▶ **JOB**: Please turn the lines below into a numbered list, starting with the line that contains "Target: firewood" and going on through the last line, with both ends included. Skip blank lines, and leave the pictures out of your answer.

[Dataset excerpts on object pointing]

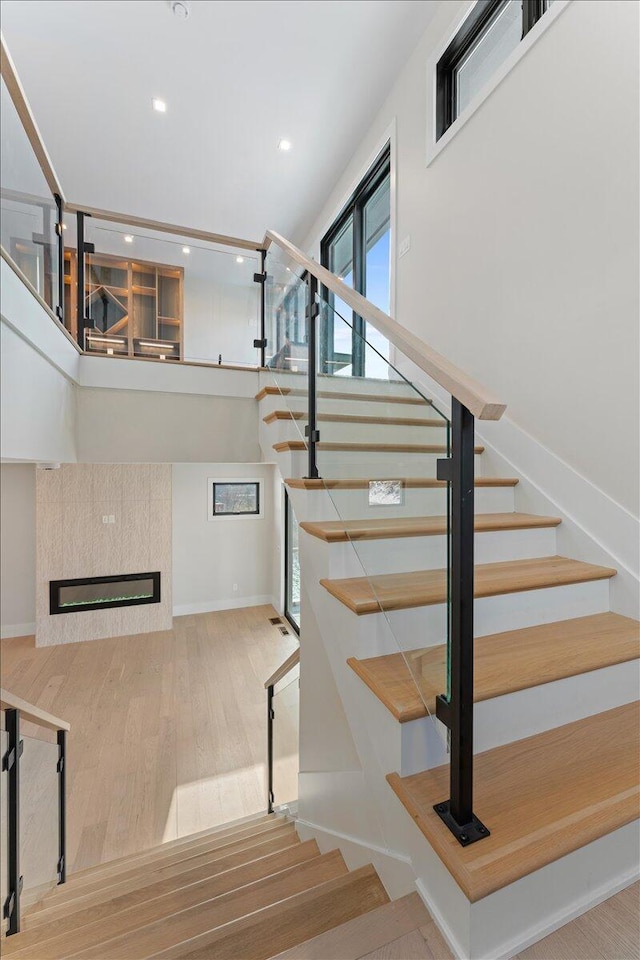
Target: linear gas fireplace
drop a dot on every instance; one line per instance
(101, 593)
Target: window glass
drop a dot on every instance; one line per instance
(492, 48)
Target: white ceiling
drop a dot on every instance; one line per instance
(237, 76)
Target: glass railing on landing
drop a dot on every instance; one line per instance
(377, 441)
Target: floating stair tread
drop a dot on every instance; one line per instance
(206, 864)
(191, 917)
(362, 483)
(341, 531)
(503, 662)
(542, 798)
(347, 447)
(335, 395)
(365, 933)
(210, 846)
(277, 415)
(125, 911)
(399, 591)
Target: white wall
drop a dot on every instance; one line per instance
(17, 549)
(210, 556)
(523, 266)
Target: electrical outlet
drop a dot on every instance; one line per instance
(405, 246)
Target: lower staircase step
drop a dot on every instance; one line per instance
(207, 864)
(504, 662)
(399, 591)
(126, 912)
(369, 932)
(541, 798)
(341, 531)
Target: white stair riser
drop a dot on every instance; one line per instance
(525, 713)
(339, 464)
(335, 504)
(350, 432)
(404, 554)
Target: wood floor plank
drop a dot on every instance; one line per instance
(364, 933)
(503, 662)
(342, 531)
(400, 591)
(126, 911)
(290, 922)
(210, 921)
(362, 483)
(346, 447)
(541, 798)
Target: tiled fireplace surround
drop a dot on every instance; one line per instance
(72, 541)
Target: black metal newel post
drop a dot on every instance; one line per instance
(62, 806)
(60, 234)
(11, 763)
(311, 430)
(261, 342)
(457, 711)
(270, 719)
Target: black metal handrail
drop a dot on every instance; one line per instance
(14, 710)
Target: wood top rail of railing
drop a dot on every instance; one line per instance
(28, 712)
(283, 669)
(161, 227)
(480, 401)
(27, 119)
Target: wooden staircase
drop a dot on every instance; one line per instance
(546, 795)
(247, 892)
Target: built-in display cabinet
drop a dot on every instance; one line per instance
(134, 308)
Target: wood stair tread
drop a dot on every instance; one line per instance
(542, 798)
(193, 914)
(346, 447)
(399, 591)
(362, 483)
(340, 531)
(149, 902)
(272, 391)
(217, 861)
(365, 933)
(503, 662)
(278, 415)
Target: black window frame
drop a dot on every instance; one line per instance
(235, 513)
(354, 208)
(477, 24)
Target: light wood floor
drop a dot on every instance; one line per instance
(168, 729)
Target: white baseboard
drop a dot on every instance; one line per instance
(17, 630)
(212, 606)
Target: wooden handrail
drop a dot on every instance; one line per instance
(161, 227)
(283, 669)
(28, 712)
(481, 402)
(27, 119)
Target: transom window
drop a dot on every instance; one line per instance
(234, 498)
(493, 29)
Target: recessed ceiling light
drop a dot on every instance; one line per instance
(180, 9)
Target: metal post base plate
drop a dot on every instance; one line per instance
(466, 834)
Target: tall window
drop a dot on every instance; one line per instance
(357, 249)
(493, 29)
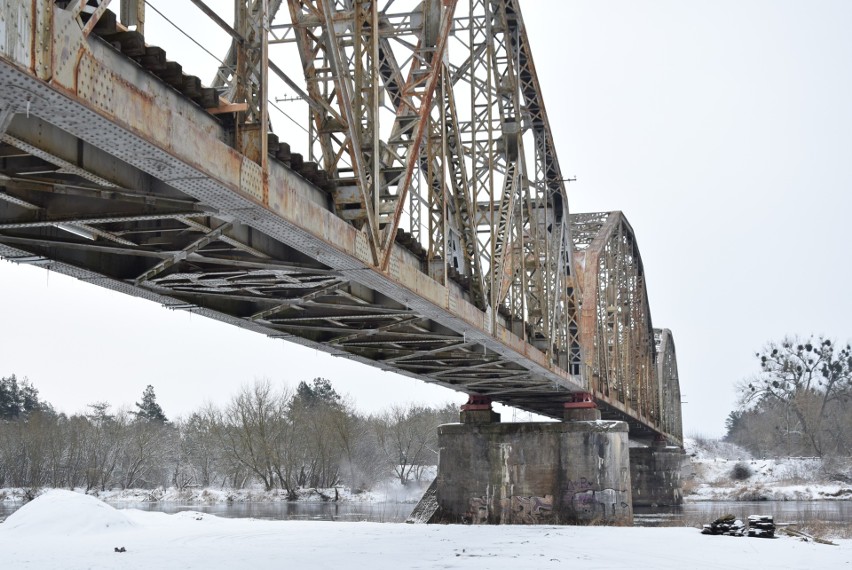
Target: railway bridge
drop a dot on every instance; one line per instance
(416, 220)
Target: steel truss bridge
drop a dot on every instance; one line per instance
(423, 227)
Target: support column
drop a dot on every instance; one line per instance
(655, 474)
(571, 472)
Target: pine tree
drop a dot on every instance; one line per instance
(149, 409)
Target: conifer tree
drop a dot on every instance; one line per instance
(149, 409)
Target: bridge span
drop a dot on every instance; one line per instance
(423, 226)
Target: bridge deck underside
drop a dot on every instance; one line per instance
(109, 175)
(75, 208)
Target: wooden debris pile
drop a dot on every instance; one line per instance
(759, 526)
(728, 524)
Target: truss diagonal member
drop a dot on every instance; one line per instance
(181, 255)
(374, 330)
(91, 232)
(17, 201)
(226, 239)
(459, 344)
(413, 155)
(98, 220)
(333, 286)
(64, 165)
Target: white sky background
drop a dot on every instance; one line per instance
(723, 130)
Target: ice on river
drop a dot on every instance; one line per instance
(62, 529)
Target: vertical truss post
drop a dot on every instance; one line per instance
(250, 79)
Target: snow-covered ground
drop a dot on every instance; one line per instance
(61, 529)
(707, 475)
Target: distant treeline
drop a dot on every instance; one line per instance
(799, 404)
(278, 438)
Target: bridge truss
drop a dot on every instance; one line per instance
(424, 230)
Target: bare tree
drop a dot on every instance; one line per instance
(408, 437)
(804, 389)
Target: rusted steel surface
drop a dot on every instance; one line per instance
(629, 365)
(424, 239)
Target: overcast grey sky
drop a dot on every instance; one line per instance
(723, 130)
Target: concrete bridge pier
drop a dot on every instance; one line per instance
(572, 472)
(655, 474)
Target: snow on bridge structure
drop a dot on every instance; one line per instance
(423, 226)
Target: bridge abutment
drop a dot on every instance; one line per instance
(655, 475)
(570, 472)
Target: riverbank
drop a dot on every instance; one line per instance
(71, 530)
(719, 471)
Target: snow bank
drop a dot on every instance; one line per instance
(65, 513)
(707, 476)
(192, 540)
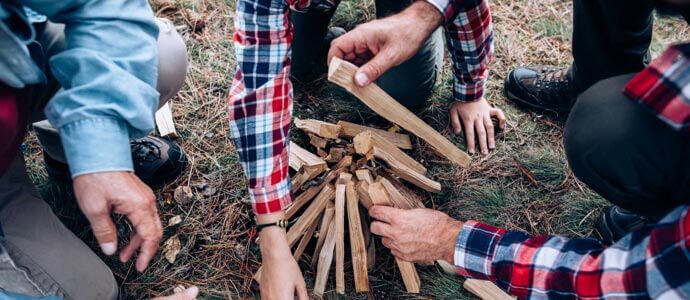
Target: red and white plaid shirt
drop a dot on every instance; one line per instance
(260, 101)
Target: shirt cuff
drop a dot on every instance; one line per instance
(271, 199)
(464, 92)
(96, 145)
(475, 249)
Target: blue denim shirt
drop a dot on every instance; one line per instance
(108, 75)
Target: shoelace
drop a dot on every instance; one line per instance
(146, 151)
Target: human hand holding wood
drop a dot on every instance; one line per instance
(416, 234)
(101, 194)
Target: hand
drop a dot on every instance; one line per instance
(281, 277)
(417, 234)
(100, 194)
(181, 294)
(385, 43)
(476, 117)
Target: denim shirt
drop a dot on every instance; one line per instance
(108, 75)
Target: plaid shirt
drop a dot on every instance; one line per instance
(260, 100)
(653, 262)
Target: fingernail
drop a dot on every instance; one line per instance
(108, 248)
(361, 79)
(192, 292)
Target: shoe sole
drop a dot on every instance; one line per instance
(519, 101)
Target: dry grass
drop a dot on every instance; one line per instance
(218, 253)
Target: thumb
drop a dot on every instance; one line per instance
(372, 70)
(104, 230)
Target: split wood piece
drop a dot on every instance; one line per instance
(357, 245)
(350, 130)
(340, 189)
(164, 121)
(325, 260)
(320, 128)
(318, 142)
(306, 238)
(310, 214)
(362, 188)
(409, 274)
(311, 164)
(486, 290)
(328, 215)
(364, 175)
(369, 141)
(342, 73)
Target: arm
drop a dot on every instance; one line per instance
(260, 108)
(650, 262)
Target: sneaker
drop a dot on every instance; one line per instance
(615, 223)
(156, 162)
(544, 88)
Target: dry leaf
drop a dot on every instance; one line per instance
(174, 220)
(183, 195)
(171, 248)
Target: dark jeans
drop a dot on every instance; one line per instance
(615, 146)
(411, 83)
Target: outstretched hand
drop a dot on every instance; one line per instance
(101, 194)
(381, 44)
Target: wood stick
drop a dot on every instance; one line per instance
(357, 245)
(320, 128)
(342, 73)
(310, 214)
(350, 130)
(367, 140)
(485, 289)
(323, 231)
(325, 260)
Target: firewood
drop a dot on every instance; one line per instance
(350, 130)
(368, 141)
(486, 290)
(357, 245)
(320, 128)
(311, 164)
(328, 215)
(342, 73)
(340, 189)
(325, 260)
(364, 175)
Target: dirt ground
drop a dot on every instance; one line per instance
(217, 250)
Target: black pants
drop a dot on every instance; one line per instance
(411, 83)
(615, 146)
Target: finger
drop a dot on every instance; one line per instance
(489, 126)
(380, 228)
(481, 135)
(301, 291)
(469, 136)
(383, 213)
(498, 114)
(372, 70)
(128, 252)
(104, 230)
(455, 121)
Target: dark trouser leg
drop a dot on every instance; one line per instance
(625, 153)
(610, 38)
(411, 83)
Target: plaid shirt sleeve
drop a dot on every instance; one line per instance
(664, 87)
(260, 101)
(652, 262)
(469, 38)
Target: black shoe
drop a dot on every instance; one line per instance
(615, 223)
(156, 162)
(544, 88)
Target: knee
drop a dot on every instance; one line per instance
(172, 61)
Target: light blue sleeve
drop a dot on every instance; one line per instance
(108, 76)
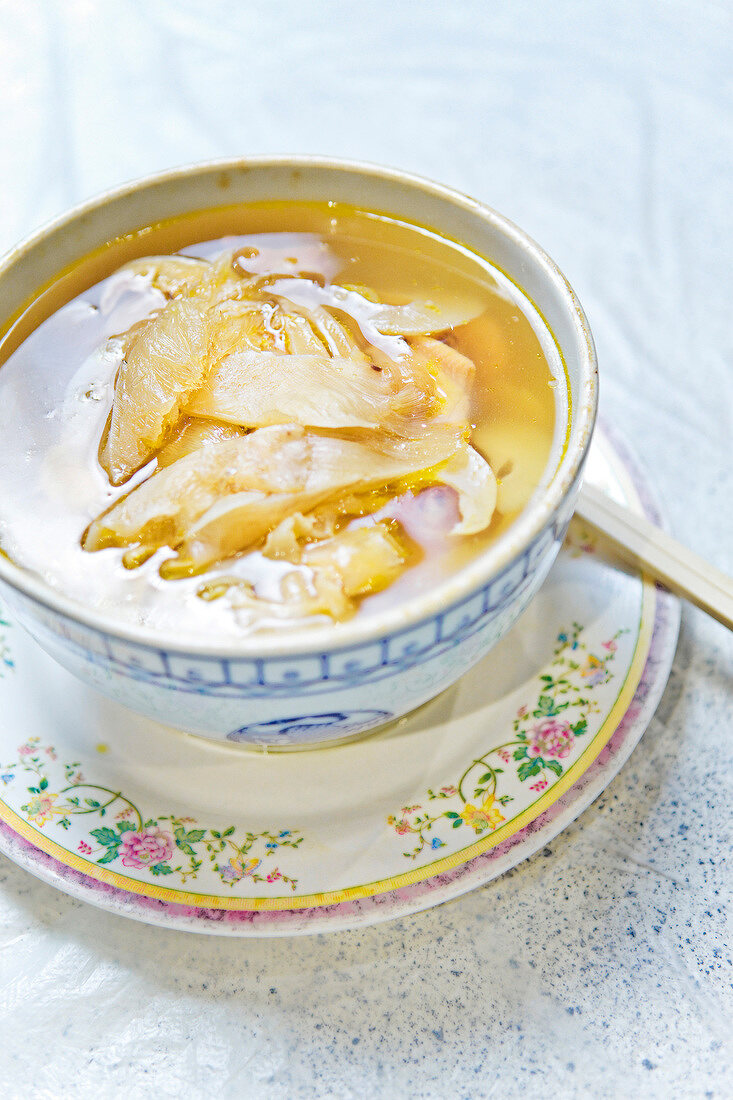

▶ **EXERCISE OUTPUT**:
1. Target: firewood
2. drop a dot on every instance; one line per instance
3. (350, 130)
4. (368, 141)
5. (486, 290)
6. (357, 245)
7. (320, 128)
8. (311, 164)
9. (328, 215)
10. (342, 73)
11. (340, 189)
12. (325, 260)
13. (364, 175)
14. Target: dirt ground
15. drop a dot on every instance; one line per instance
16. (217, 250)
17. Target: black pants
18. drop a dot on every instance; one line per instance
19. (411, 83)
20. (615, 146)
21. Target: finger
22. drop a dot on every instance; one line per instance
23. (489, 126)
24. (380, 228)
25. (481, 135)
26. (301, 291)
27. (469, 136)
28. (383, 213)
29. (498, 114)
30. (372, 70)
31. (128, 252)
32. (104, 230)
33. (455, 121)
34. Target: dark trouser leg
35. drop a dot on every instance; one line per instance
36. (625, 153)
37. (610, 38)
38. (411, 83)
39. Target: plaid shirt sleeve
40. drop a dot on every instance; one line per instance
41. (664, 87)
42. (260, 101)
43. (652, 262)
44. (469, 38)
45. Target: black shoe
46. drop a dot on every instance; one line per instance
47. (615, 223)
48. (156, 162)
49. (544, 88)
50. Target: knee
51. drop a dot on every instance; one line per instance
52. (172, 61)
53. Target: light blue sleeve
54. drop a dot on every instance; one line per instance
55. (108, 76)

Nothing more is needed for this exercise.